- _GIVEN PROBLEM 1_: From the listing below, pull out each line that contains the string "channel".

- _DOCUMENT EXCERPT_:
---

Note: This scale consideration stands because with the current design each service has access to its own database. In future releases, there will be a unification of resources, including database, for all services. This change of design aims to provide the same level of scale regardless of what services are enabled on Nexus Dashboard.
Sharing the Same Nexus Dashboard Version of Code
Cohosting services has the direct effect of sharing the same Nexus Dashboard version of code for the underlying platform across all the services. This may directly affect complexity of upgrades as there might be software dependencies between platform and each of the service cohosted to be verified in the Release Notes. Upgrading the platform also requires having a service interruption for all the services during the upgrade
Note: From Nexus Dashboard version 3.1, the deployment mode provides a unified experience for installation and management of the platform and service software. This simplifies and automates operations, removing the complexity of managing upgrades and software dependencies. As from Nexus Dashboard version 3.1, the system itself will assess and manage the upgrades for all the services packaged with a new ISO image version.

---

- _RECORDS PROVIDED_:
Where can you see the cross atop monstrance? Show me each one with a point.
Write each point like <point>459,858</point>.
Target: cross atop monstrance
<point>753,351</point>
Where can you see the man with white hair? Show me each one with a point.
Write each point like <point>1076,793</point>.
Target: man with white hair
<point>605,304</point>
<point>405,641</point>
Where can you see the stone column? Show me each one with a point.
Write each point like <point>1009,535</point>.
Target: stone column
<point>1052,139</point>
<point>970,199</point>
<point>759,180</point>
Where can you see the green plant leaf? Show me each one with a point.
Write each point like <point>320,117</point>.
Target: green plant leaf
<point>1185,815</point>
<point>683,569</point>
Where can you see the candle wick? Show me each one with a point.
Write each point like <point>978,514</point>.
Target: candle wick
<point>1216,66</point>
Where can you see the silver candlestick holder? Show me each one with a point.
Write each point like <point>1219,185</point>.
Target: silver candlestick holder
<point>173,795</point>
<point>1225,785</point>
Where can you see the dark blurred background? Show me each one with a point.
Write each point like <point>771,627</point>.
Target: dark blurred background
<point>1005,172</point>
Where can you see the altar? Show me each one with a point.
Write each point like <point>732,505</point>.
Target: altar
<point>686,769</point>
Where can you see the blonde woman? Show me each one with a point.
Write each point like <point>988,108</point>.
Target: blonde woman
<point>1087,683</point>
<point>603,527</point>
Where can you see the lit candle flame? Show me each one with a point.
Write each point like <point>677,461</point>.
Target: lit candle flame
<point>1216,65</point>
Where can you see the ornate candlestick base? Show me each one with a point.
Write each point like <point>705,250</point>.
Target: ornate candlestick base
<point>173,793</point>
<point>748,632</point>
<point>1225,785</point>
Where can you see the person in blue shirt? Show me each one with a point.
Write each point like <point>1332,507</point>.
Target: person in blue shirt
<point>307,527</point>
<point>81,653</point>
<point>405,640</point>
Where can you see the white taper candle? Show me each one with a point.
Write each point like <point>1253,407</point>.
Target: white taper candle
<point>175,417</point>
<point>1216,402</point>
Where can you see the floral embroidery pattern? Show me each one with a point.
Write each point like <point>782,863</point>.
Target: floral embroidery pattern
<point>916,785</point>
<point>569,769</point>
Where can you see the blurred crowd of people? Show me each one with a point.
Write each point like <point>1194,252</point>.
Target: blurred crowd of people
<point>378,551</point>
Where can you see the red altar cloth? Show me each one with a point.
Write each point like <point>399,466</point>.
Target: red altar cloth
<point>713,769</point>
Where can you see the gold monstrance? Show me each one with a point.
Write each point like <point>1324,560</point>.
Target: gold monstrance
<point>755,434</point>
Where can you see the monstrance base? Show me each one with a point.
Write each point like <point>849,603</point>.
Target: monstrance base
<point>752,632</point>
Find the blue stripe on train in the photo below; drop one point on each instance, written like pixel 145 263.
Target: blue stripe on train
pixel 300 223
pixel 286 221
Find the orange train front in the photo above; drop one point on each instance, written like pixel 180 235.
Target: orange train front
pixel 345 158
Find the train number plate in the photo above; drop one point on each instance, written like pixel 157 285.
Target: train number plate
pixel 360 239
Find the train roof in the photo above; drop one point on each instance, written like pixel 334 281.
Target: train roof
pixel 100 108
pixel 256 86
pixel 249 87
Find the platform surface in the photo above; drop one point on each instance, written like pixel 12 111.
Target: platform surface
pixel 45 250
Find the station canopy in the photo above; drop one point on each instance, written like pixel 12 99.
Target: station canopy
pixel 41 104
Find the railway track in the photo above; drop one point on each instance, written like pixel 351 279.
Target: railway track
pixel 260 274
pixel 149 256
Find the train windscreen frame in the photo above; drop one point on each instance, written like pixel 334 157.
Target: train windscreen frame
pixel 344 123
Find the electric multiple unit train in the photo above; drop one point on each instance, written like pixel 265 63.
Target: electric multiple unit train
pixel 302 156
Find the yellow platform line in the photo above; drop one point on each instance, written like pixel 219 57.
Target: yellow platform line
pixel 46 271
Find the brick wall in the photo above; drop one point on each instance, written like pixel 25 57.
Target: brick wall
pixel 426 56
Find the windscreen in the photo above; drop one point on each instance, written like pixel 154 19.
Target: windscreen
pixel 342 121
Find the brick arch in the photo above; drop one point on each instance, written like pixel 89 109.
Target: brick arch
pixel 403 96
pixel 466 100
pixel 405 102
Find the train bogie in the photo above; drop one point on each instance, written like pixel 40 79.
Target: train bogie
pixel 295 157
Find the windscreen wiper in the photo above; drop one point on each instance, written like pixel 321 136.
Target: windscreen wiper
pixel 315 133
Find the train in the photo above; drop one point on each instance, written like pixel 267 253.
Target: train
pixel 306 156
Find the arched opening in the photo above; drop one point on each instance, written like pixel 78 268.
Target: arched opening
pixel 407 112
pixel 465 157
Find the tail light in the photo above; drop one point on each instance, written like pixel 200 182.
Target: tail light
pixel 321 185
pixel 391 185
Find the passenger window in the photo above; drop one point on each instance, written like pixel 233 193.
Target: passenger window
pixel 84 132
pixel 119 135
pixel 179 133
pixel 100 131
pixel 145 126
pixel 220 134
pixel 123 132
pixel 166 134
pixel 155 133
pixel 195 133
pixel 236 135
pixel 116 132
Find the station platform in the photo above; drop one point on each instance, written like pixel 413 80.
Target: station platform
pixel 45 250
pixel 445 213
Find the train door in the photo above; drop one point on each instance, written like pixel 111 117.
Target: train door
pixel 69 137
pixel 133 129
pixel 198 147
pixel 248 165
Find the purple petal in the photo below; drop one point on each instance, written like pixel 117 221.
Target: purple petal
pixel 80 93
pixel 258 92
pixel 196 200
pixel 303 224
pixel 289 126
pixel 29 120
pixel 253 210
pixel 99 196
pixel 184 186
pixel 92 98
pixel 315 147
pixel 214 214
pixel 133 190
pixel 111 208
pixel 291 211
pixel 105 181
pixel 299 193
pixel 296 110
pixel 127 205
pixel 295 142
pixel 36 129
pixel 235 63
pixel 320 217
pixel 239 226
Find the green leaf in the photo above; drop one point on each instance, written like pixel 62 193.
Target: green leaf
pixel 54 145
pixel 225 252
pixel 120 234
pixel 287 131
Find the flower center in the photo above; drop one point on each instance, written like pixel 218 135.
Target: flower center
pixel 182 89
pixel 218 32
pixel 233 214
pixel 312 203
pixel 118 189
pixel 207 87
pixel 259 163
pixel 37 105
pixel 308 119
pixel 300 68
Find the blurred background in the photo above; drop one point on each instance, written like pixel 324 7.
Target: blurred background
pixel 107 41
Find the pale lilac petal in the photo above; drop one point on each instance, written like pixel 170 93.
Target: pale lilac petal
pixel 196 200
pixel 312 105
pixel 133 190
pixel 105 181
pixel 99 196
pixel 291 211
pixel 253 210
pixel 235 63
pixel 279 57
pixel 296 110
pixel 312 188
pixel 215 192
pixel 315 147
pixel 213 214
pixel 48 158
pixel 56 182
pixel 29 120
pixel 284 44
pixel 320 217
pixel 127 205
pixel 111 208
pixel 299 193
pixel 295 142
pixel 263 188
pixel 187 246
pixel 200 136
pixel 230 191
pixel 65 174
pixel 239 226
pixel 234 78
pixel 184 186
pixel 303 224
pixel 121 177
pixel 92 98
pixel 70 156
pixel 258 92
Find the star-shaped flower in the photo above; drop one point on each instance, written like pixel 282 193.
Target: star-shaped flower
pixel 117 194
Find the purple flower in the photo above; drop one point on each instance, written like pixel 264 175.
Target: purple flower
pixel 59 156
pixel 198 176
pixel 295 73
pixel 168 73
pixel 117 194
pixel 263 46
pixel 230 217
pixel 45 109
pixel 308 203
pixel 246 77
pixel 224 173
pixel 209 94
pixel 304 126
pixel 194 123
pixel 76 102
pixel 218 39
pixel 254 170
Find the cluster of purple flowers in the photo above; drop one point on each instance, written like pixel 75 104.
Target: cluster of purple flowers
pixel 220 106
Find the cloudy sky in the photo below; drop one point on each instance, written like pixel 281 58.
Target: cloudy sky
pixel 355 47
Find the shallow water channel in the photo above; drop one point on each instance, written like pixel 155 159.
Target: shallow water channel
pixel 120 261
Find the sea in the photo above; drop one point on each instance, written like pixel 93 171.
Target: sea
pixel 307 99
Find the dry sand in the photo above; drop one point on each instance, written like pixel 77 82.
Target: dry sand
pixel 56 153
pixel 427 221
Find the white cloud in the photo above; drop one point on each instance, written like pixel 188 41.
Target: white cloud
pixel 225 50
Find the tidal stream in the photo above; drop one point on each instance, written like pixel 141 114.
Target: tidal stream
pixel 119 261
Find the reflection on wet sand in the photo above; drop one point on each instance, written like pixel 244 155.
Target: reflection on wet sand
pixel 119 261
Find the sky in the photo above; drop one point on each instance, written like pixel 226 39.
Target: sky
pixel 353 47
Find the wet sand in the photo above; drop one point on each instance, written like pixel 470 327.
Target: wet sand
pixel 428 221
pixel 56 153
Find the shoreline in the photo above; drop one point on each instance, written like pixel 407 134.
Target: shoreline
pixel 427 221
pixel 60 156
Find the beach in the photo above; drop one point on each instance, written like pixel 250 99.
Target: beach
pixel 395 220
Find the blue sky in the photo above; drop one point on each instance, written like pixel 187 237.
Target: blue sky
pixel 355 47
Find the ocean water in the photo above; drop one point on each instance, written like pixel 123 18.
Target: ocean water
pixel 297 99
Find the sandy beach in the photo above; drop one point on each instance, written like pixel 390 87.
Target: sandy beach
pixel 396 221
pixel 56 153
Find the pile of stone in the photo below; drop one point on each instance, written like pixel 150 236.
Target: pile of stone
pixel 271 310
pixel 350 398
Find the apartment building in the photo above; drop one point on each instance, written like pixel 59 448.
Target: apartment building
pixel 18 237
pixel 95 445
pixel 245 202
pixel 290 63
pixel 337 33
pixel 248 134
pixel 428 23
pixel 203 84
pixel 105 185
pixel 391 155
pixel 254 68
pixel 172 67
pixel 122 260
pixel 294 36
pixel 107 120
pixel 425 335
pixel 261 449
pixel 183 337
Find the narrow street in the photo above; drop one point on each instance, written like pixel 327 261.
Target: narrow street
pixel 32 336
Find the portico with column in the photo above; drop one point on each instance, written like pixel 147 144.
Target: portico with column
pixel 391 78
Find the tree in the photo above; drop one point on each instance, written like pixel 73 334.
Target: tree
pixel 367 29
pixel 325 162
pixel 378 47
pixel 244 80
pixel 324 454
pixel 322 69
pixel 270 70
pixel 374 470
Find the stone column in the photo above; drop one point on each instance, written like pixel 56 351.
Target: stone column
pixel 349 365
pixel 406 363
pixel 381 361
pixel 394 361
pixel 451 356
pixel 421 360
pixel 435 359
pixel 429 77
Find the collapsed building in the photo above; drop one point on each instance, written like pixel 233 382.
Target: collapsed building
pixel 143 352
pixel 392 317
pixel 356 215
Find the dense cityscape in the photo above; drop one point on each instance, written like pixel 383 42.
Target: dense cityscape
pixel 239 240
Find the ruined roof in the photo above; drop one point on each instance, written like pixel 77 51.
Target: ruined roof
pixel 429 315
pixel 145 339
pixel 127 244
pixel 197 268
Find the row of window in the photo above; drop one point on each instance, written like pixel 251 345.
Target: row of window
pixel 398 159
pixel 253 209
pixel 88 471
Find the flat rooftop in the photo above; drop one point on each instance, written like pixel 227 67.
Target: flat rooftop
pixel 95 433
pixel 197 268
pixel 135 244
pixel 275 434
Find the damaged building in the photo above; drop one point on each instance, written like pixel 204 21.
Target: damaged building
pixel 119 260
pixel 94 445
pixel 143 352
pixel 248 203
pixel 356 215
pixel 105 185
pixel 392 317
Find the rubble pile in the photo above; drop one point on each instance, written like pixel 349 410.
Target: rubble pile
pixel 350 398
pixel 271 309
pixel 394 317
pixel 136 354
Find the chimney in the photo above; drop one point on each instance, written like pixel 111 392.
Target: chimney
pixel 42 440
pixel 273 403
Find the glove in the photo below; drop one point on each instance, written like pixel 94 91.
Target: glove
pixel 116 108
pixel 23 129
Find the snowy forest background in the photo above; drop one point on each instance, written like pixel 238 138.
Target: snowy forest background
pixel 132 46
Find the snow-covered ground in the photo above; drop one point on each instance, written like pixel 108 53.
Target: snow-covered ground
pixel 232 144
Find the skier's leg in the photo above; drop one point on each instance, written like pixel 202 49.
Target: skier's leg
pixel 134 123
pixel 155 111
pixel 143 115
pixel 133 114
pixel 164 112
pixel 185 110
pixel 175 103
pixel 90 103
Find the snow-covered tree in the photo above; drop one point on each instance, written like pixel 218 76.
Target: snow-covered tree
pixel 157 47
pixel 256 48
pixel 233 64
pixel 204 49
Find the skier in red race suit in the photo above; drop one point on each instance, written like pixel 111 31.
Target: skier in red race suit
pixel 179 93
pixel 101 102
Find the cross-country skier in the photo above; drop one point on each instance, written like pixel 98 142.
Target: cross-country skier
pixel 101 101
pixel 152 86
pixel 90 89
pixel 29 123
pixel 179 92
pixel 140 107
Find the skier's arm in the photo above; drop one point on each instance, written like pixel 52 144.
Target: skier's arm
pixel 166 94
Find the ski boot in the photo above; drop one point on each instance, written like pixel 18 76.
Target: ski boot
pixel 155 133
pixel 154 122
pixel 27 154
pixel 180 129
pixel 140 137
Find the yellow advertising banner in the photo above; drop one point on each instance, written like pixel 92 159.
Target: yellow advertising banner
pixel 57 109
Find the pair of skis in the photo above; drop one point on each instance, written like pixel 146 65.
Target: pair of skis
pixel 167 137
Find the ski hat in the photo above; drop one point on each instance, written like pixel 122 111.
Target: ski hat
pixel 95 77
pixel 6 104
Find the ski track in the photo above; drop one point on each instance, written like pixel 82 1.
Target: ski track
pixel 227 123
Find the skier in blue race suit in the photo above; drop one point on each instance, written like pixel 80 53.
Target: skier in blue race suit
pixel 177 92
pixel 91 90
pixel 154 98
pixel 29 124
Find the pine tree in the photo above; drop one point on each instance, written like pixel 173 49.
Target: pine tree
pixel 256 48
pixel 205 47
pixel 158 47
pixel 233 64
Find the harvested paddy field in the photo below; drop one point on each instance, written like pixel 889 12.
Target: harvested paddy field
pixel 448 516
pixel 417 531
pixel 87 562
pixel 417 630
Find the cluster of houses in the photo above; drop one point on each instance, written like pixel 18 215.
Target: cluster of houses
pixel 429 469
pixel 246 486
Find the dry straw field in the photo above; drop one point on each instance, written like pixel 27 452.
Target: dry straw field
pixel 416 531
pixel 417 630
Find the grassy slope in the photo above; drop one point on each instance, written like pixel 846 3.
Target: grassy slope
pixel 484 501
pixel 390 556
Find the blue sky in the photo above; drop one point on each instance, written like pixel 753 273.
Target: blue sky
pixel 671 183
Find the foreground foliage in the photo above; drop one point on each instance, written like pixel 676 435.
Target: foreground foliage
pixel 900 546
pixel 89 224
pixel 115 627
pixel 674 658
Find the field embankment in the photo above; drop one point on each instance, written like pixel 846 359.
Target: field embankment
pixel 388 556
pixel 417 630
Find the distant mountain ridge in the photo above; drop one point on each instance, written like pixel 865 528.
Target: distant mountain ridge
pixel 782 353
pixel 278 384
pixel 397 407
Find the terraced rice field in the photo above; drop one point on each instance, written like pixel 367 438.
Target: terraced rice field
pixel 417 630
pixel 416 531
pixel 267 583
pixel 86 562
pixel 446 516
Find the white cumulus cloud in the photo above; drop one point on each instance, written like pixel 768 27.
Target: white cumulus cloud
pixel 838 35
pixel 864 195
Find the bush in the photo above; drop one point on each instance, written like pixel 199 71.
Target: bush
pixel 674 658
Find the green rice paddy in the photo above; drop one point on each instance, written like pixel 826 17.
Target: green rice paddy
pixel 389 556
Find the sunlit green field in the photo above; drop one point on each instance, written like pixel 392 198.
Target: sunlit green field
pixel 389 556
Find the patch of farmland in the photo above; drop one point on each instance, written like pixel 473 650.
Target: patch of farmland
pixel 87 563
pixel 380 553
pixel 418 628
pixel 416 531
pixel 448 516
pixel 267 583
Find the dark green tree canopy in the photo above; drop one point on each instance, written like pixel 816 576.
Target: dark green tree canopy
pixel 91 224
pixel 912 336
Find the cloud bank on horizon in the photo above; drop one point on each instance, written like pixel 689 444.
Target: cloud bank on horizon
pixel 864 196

---

- _GIVEN PROBLEM 2_: Quote the Nexus Dashboard excerpt above, starting at "Note: This scale" and ending at "on Nexus Dashboard.".

- _EXERCISE OUTPUT 1_:
Find the shallow water channel in the photo above; drop one point on each instance, written like pixel 155 159.
Target: shallow water channel

- _EXERCISE OUTPUT 2_:
Note: This scale consideration stands because with the current design each service has access to its own database. In future releases, there will be a unification of resources, including database, for all services. This change of design aims to provide the same level of scale regardless of what services are enabled on Nexus Dashboard.